Write out the complete material exactly as it stands.

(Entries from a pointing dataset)
____

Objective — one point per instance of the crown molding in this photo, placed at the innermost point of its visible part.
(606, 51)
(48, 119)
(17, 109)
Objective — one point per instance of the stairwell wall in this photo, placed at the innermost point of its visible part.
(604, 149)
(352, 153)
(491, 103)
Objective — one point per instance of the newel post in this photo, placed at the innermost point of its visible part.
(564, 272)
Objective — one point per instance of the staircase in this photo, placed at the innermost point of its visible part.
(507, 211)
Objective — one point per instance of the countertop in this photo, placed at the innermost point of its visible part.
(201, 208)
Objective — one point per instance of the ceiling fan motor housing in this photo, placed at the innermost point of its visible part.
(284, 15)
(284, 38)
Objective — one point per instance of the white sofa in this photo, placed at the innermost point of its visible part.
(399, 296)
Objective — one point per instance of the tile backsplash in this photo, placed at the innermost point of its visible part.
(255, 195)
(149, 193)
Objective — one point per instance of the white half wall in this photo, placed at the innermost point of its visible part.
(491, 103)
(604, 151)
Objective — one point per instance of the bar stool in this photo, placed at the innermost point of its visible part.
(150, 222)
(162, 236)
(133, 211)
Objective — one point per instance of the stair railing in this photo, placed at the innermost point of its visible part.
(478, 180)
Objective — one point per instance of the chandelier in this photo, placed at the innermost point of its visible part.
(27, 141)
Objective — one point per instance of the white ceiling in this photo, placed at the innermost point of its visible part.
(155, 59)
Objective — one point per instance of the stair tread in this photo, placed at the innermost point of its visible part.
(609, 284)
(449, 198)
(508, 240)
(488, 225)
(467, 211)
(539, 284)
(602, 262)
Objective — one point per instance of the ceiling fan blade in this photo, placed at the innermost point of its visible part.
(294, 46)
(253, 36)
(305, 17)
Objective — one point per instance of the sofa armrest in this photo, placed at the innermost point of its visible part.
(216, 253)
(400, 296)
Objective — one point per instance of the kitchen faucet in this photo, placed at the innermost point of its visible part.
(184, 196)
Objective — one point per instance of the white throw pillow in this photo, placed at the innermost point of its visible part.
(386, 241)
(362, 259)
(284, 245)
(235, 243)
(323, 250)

____

WRITTEN SOLUTION →
Objective — one point per instance of the crown molding in this photo, placed at the innermost point of its visible part.
(606, 51)
(48, 119)
(17, 109)
Objective — one point per instance of the stairwell wall in this photo, placed at the innermost point of its visible part.
(604, 149)
(352, 153)
(491, 103)
Objective — one point per instance of the newel post in this photo, placed at the innermost point of its visible part.
(564, 272)
Objective — one point per instance of the staircase in this photo, placed at the innermost point of its visible part.
(507, 211)
Objective — one point per instance of the countertop in this photo, placed at the innermost point of its visible part.
(201, 208)
Objective — one point per instance of the ceiling fan motor housing in this photo, placed at the innermost point of its visible part.
(284, 15)
(284, 38)
Objective — one point per instance of the white sofa in this photo, placed at the innermost point of its visible part.
(399, 296)
Objective — one point per instance of the tile backsplash in this photo, placed at the innermost point of its visible part.
(255, 195)
(149, 193)
Objective — one point per instance of the white half wall in this photo, placed at the innermost point of its visible part.
(491, 103)
(604, 151)
Objective — one point per instance of the bar stool in this photo, placed at the innermost point of its visible part.
(150, 222)
(162, 236)
(133, 211)
Objective — one point per instance of the stair railing in this photo, placed at the innermost point of its visible part.
(478, 180)
Objective — one point per instance of the chandelier in this photo, placed at the innermost point of its visible part.
(27, 141)
Objective — one point per instance of the white ceiling in this photo, placed at the innermost point of its visible part.
(155, 59)
Objective — one point per instance of the stair tread in this photo, placed at the innermost point of its visible part.
(609, 284)
(449, 198)
(508, 240)
(488, 225)
(467, 211)
(539, 284)
(602, 262)
Objective — one point per instance of the ceiling fan blade in this photo, placed at the innermost point of its visible part.
(294, 46)
(253, 36)
(305, 17)
Objective — one point per instance of the sofa armrest in this photo, placed at the innermost point of its visible part.
(216, 253)
(400, 296)
Objective — one point per instance of the kitchen faucet in this photo, placed at the innermost point of its visible part.
(184, 196)
Objective — one point per instance of the white throw pillow in this photo, placed at the innermost point of its visible part.
(386, 241)
(362, 259)
(284, 245)
(235, 243)
(323, 250)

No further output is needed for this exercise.